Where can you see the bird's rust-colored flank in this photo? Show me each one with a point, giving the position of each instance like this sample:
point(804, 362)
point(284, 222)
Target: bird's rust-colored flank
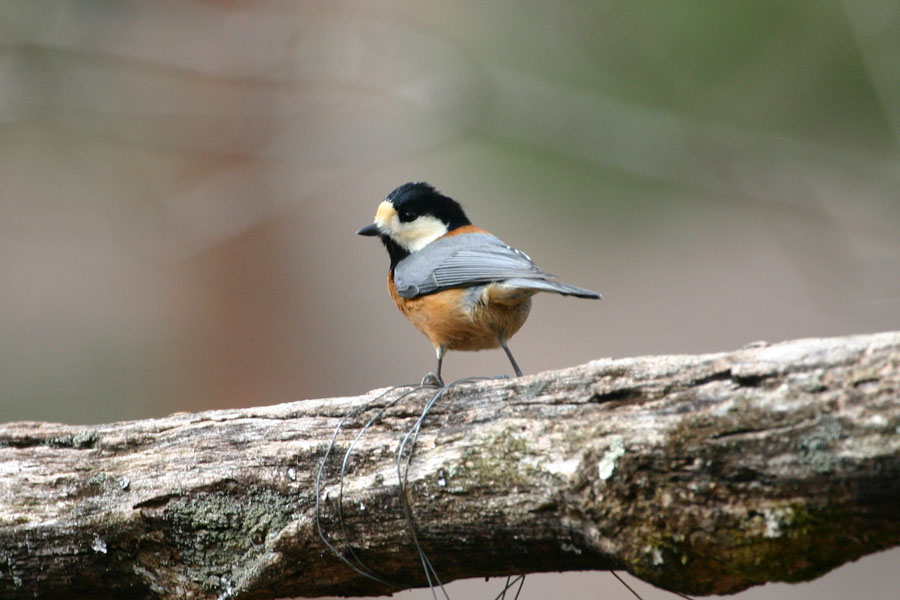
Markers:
point(464, 325)
point(465, 229)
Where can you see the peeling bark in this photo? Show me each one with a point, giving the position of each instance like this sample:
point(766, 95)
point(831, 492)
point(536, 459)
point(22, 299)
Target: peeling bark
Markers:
point(700, 474)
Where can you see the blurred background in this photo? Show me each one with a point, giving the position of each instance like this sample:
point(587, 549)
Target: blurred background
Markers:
point(180, 183)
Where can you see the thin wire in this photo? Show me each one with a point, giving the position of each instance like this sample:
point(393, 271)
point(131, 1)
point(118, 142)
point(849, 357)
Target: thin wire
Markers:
point(410, 439)
point(510, 582)
point(628, 587)
point(362, 569)
point(345, 463)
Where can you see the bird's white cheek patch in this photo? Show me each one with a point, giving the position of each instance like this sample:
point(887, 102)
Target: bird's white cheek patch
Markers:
point(385, 216)
point(419, 233)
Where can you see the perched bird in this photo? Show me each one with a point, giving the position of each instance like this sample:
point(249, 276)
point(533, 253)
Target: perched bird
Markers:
point(461, 286)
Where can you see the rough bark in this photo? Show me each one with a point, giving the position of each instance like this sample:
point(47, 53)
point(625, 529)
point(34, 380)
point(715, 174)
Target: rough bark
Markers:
point(701, 474)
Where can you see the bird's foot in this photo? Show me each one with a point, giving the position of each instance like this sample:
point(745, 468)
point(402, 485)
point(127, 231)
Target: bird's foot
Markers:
point(432, 380)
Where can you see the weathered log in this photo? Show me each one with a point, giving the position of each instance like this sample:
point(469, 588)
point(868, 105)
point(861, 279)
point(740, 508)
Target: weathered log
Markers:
point(701, 474)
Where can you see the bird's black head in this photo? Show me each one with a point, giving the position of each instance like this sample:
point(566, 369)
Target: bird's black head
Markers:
point(412, 216)
point(417, 199)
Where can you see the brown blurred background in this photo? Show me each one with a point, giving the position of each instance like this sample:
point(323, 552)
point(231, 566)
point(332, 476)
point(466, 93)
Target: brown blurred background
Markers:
point(180, 183)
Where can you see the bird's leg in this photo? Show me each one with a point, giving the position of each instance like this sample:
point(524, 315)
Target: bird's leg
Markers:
point(512, 360)
point(432, 378)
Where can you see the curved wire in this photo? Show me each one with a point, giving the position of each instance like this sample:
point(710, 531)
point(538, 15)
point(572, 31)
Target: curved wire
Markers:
point(362, 569)
point(403, 477)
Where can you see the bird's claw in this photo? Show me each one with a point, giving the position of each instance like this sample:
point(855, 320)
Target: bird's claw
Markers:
point(432, 380)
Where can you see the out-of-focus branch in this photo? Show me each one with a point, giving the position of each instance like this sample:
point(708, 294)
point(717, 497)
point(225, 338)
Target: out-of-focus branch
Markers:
point(702, 474)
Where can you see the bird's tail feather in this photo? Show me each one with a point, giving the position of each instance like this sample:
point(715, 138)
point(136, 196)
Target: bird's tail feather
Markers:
point(542, 285)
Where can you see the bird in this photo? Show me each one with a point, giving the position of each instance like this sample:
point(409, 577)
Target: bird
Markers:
point(460, 285)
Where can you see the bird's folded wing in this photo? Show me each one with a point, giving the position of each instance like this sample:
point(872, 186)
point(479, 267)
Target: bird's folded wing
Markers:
point(461, 260)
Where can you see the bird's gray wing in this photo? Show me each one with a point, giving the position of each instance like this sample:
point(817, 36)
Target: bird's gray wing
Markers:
point(460, 261)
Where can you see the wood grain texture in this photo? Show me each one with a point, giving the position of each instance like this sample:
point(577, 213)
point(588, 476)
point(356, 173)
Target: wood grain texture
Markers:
point(702, 474)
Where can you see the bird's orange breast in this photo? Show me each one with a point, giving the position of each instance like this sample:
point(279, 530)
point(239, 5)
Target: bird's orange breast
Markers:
point(465, 318)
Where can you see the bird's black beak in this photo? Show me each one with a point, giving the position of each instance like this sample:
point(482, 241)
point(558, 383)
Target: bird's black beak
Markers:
point(369, 230)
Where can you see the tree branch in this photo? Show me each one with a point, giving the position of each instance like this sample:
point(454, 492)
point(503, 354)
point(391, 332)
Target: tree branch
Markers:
point(701, 474)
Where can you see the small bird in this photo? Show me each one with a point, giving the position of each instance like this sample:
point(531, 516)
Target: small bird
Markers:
point(461, 286)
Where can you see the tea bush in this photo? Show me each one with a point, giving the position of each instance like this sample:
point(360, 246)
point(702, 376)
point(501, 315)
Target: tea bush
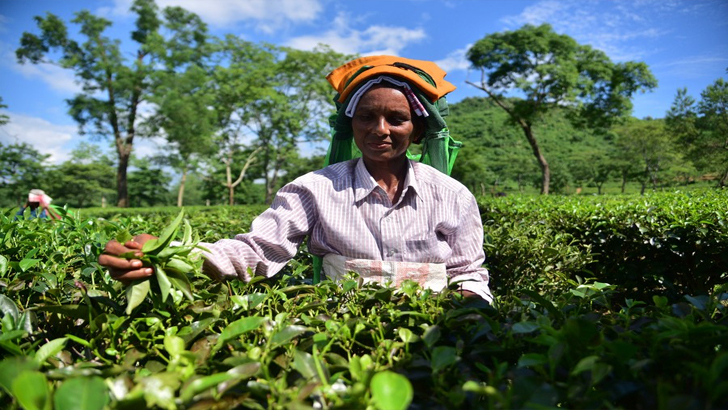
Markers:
point(667, 244)
point(550, 340)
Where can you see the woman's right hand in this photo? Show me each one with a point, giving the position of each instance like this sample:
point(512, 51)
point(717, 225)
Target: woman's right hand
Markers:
point(126, 270)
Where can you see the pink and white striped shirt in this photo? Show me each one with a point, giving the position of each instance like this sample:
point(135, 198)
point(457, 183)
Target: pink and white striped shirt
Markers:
point(344, 211)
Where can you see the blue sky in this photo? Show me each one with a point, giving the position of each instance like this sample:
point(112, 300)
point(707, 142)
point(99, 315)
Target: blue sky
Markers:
point(684, 42)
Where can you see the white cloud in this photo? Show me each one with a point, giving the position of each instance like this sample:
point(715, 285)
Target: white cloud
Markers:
point(692, 67)
point(3, 24)
point(455, 60)
point(59, 79)
point(44, 136)
point(612, 27)
point(267, 15)
point(371, 41)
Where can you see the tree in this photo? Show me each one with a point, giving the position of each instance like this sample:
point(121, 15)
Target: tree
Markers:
point(148, 184)
point(702, 128)
point(552, 70)
point(276, 97)
point(83, 180)
point(648, 143)
point(183, 95)
point(4, 119)
point(113, 87)
point(21, 169)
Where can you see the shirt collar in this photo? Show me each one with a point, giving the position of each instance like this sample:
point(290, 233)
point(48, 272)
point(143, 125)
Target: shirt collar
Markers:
point(364, 183)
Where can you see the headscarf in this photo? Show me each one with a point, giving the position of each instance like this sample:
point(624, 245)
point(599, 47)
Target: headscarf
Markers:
point(38, 195)
point(428, 85)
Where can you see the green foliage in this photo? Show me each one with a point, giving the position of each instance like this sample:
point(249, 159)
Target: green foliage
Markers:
point(549, 340)
point(114, 85)
point(83, 180)
point(550, 71)
point(702, 129)
point(21, 169)
point(148, 185)
point(666, 244)
point(4, 119)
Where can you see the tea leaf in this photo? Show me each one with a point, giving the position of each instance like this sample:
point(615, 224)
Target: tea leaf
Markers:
point(31, 390)
point(287, 334)
point(238, 328)
point(3, 265)
point(135, 294)
point(9, 309)
point(82, 393)
point(431, 336)
point(167, 234)
point(443, 357)
point(26, 264)
point(164, 284)
point(50, 349)
point(11, 367)
point(123, 236)
point(584, 364)
point(524, 327)
point(197, 386)
point(181, 282)
point(304, 363)
point(391, 391)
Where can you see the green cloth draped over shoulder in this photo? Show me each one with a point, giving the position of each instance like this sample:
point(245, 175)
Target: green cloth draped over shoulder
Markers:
point(426, 80)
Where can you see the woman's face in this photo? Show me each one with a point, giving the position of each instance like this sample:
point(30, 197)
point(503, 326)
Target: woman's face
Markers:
point(383, 125)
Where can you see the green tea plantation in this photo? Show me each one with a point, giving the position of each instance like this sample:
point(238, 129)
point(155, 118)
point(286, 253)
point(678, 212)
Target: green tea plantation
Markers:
point(601, 303)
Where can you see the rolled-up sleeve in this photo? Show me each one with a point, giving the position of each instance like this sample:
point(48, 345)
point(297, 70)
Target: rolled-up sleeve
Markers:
point(466, 263)
point(273, 240)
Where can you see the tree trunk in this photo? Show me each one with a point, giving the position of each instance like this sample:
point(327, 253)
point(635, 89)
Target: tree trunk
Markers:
point(542, 163)
point(181, 192)
point(122, 189)
point(724, 180)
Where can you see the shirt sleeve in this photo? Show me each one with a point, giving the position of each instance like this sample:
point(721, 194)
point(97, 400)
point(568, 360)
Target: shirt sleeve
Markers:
point(466, 262)
point(273, 240)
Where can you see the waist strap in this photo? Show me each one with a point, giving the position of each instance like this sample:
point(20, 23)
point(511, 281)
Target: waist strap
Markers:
point(428, 275)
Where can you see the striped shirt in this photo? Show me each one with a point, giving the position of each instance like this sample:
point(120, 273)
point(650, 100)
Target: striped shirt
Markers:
point(342, 210)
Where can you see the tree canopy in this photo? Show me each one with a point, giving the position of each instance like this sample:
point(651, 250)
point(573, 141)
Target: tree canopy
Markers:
point(550, 70)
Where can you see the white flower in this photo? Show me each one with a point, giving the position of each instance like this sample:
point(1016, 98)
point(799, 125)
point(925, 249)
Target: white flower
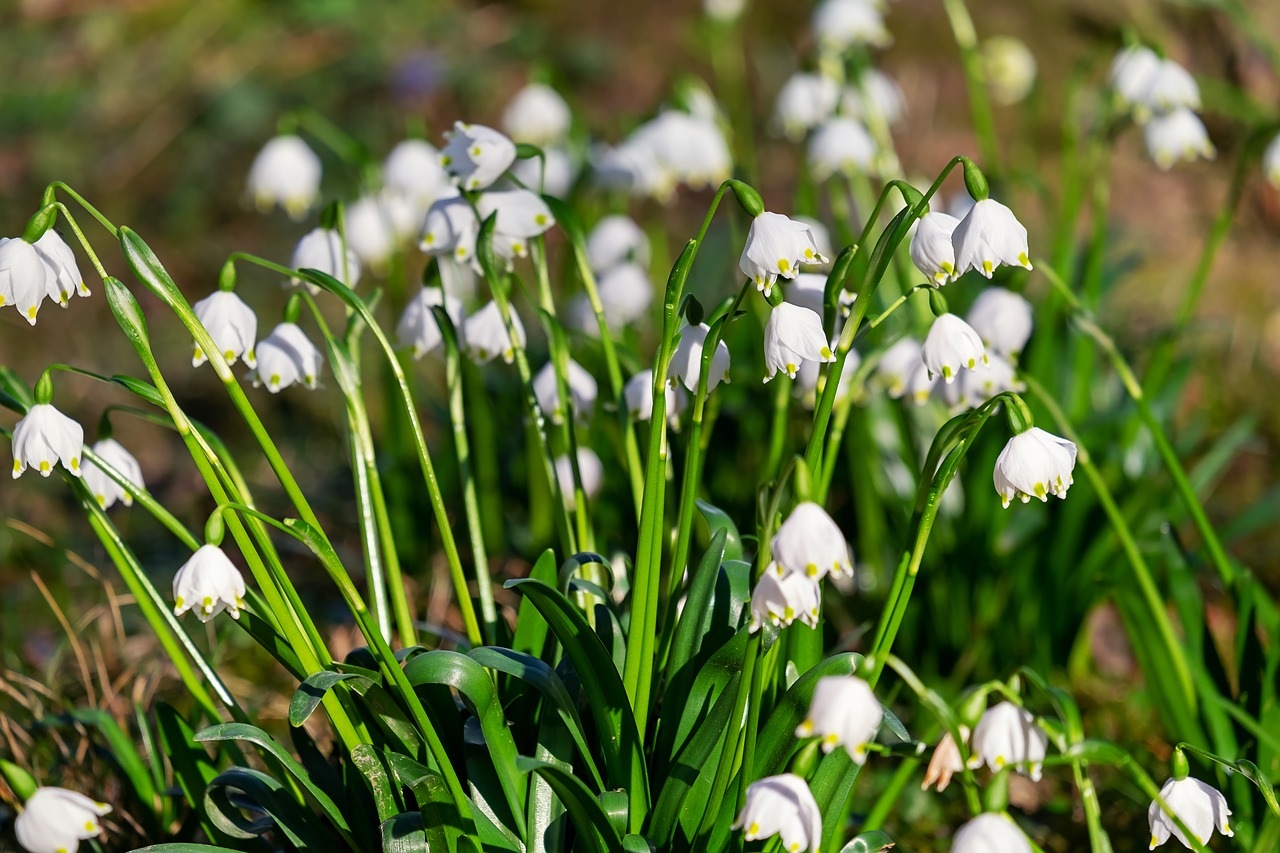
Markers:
point(1009, 735)
point(286, 357)
point(792, 336)
point(417, 328)
point(103, 487)
point(286, 173)
point(950, 346)
point(320, 249)
point(1034, 464)
point(781, 806)
point(932, 251)
point(55, 820)
point(805, 101)
point(988, 236)
point(45, 437)
point(538, 115)
point(1176, 136)
point(231, 324)
point(485, 334)
point(845, 712)
point(810, 543)
point(777, 246)
point(990, 833)
point(476, 155)
point(686, 361)
point(209, 583)
point(1202, 807)
point(589, 468)
point(616, 240)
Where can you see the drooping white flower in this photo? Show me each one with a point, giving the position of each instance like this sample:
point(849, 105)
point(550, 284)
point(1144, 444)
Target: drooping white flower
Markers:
point(844, 711)
point(538, 115)
point(231, 324)
point(208, 583)
point(1034, 464)
point(485, 334)
point(810, 543)
point(988, 236)
point(104, 489)
point(1176, 136)
point(286, 173)
point(792, 336)
point(777, 245)
point(781, 806)
point(686, 361)
point(476, 155)
point(931, 249)
point(55, 820)
point(45, 437)
point(1198, 804)
point(990, 833)
point(1009, 735)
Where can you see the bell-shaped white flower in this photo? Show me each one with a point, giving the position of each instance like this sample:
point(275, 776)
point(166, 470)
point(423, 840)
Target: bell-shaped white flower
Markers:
point(105, 489)
point(538, 115)
point(777, 245)
point(320, 249)
point(476, 155)
point(988, 236)
point(1009, 735)
point(1176, 136)
point(781, 806)
point(686, 361)
point(990, 833)
point(932, 251)
point(844, 711)
point(485, 334)
point(55, 820)
point(810, 543)
point(794, 336)
point(208, 583)
point(45, 437)
point(231, 323)
point(1202, 807)
point(1002, 319)
point(951, 346)
point(1034, 464)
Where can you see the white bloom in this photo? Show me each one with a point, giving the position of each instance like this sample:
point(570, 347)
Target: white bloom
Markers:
point(286, 357)
point(487, 337)
point(286, 173)
point(1034, 464)
point(103, 487)
point(810, 543)
point(1202, 807)
point(538, 115)
point(950, 346)
point(476, 155)
point(45, 437)
point(231, 324)
point(932, 251)
point(686, 361)
point(781, 806)
point(792, 336)
point(1009, 735)
point(777, 246)
point(1176, 136)
point(990, 833)
point(988, 236)
point(321, 249)
point(209, 583)
point(56, 820)
point(845, 712)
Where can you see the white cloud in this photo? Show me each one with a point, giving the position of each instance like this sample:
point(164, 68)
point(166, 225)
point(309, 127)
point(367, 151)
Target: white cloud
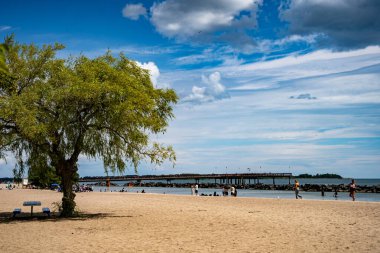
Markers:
point(5, 28)
point(181, 19)
point(213, 91)
point(153, 71)
point(134, 11)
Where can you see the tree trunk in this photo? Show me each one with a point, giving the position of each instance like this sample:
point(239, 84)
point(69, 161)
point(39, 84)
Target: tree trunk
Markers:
point(68, 203)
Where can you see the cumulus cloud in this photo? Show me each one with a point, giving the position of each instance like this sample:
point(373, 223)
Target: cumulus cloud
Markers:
point(346, 23)
point(4, 28)
point(202, 20)
point(303, 96)
point(134, 11)
point(153, 71)
point(213, 91)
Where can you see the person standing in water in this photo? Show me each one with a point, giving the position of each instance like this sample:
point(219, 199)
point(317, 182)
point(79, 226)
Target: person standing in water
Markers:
point(297, 189)
point(352, 189)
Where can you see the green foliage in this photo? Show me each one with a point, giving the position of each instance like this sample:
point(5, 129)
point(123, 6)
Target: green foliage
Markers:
point(53, 110)
point(3, 51)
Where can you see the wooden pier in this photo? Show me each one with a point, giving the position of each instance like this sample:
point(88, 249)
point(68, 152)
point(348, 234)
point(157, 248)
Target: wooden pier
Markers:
point(236, 178)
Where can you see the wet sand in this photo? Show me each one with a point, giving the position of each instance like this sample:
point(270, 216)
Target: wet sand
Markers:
point(131, 222)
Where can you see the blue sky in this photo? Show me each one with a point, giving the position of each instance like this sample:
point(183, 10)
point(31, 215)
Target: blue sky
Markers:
point(274, 86)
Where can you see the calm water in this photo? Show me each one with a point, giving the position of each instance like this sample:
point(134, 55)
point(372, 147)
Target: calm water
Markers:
point(373, 197)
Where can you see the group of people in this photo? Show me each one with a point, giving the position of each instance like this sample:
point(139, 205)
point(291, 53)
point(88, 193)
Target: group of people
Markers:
point(232, 189)
point(226, 189)
point(351, 188)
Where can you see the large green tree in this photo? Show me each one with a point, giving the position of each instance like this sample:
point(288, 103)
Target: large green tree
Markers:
point(54, 110)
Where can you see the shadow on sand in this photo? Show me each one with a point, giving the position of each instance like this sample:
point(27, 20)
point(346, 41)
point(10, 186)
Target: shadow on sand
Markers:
point(7, 217)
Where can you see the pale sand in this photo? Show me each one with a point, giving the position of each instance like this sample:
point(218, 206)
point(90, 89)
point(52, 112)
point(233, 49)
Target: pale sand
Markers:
point(130, 222)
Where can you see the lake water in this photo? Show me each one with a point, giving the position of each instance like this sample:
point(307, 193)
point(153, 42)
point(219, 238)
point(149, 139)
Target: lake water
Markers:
point(342, 196)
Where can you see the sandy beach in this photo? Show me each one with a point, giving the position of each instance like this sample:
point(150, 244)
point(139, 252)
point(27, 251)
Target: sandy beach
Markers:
point(131, 222)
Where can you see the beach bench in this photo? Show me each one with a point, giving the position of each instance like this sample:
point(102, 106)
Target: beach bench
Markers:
point(46, 210)
point(16, 211)
point(31, 204)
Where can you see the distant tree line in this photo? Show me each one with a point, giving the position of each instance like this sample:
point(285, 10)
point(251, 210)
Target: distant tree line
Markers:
point(326, 175)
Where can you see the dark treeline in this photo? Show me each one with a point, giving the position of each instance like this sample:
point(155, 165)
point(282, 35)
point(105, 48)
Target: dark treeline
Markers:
point(327, 175)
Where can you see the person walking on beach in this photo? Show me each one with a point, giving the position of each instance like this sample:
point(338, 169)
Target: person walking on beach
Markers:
point(352, 189)
point(297, 189)
point(192, 190)
point(232, 191)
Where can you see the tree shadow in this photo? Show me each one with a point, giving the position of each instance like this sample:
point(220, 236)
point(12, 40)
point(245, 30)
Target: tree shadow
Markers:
point(7, 217)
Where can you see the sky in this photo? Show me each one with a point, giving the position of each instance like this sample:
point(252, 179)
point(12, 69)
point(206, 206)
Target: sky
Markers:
point(264, 85)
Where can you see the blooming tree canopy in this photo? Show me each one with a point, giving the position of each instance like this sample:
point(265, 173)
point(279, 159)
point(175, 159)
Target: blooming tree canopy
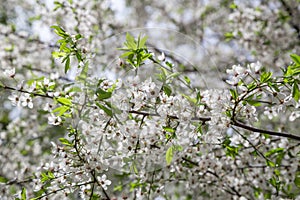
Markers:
point(150, 99)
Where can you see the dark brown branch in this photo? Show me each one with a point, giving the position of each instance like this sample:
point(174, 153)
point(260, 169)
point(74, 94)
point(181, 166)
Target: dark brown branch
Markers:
point(290, 12)
point(203, 119)
point(24, 91)
point(273, 133)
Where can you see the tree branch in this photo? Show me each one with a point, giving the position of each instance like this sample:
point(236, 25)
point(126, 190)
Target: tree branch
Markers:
point(273, 133)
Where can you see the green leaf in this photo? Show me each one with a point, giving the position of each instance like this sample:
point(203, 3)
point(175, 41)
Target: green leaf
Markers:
point(142, 42)
point(23, 194)
point(296, 92)
point(169, 155)
point(64, 101)
point(105, 109)
point(265, 77)
point(101, 94)
point(130, 42)
point(61, 110)
point(167, 90)
point(273, 151)
point(59, 54)
point(234, 94)
point(60, 31)
point(187, 80)
point(126, 54)
point(297, 179)
point(173, 75)
point(65, 142)
point(169, 129)
point(67, 64)
point(83, 73)
point(270, 163)
point(253, 102)
point(233, 6)
point(295, 58)
point(3, 179)
point(190, 99)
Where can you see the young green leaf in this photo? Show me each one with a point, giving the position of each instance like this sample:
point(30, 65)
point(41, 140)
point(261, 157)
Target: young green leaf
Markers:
point(169, 155)
point(64, 101)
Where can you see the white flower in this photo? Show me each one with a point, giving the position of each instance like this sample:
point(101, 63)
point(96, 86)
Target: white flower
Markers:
point(161, 57)
point(10, 72)
point(236, 70)
point(54, 120)
point(47, 82)
point(270, 112)
point(26, 100)
point(48, 107)
point(254, 67)
point(294, 115)
point(104, 181)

○ ○ ○ ○

Find the line that contains "Where can you see the young". Repeat it and every line after it, exactly as written, up to and including the last line of the records above.

Where can you see the young green leaf in this photo? Show me each one with a point, giving the position of each instance like this sample:
point(30, 65)
point(41, 140)
point(261, 157)
Target: young green leaf
Markers:
point(169, 155)
point(64, 101)
Where can you see the white flower in this photo? Show me each one with a point, giving the position of each instance like this sample:
point(101, 63)
point(96, 86)
Target: white flower
Markers:
point(161, 57)
point(10, 72)
point(236, 70)
point(54, 120)
point(47, 82)
point(270, 112)
point(26, 100)
point(48, 107)
point(254, 67)
point(294, 115)
point(104, 181)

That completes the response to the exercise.